_Exercise description_
Each line from the one that contains "like [113, 216]." to the end of the material must be quoted exactly; include both end lines and nothing else.

_Provided records_
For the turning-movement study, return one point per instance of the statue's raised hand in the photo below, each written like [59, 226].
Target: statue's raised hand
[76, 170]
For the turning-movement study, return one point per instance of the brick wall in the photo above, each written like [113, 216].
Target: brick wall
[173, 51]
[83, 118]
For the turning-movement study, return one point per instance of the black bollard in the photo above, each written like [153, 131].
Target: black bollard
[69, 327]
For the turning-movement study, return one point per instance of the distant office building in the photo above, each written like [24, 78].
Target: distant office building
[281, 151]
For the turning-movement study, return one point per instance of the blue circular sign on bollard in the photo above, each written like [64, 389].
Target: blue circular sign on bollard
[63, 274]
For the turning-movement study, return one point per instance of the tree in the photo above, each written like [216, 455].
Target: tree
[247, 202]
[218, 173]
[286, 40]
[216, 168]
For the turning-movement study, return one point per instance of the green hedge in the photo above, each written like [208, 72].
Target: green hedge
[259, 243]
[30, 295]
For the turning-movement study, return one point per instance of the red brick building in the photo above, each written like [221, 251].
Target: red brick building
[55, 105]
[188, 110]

_Output_
For the turning-movement study, return one point per instance of the brick wall in the photo above, each written like [113, 216].
Target: brick wall
[173, 51]
[83, 118]
For the turning-movement study, return one point per instance of the black bollard in the photo above, each written like [153, 131].
Target: black bollard
[69, 327]
For the turning-movement study, return one point per instance of the distant office building in the photo above, each written like [24, 78].
Target: distant office building
[281, 151]
For the turning-movement study, return one point per instance of the blue circular sign on bollard in the photo above, each written like [64, 389].
Target: blue circular sign on bollard
[63, 274]
For the turning-movement study, return one point per instance of the tree in the photo above, each written like [216, 455].
Target: tree
[247, 202]
[218, 173]
[286, 40]
[216, 168]
For the turning-movement study, return one point per instance of the green hedge in the photo above, each written like [208, 72].
Target: green hedge
[259, 243]
[30, 295]
For the turning-movement study, return one point per instance of the red brick building in the photo above, each written like [221, 251].
Target: red brick building
[55, 105]
[188, 110]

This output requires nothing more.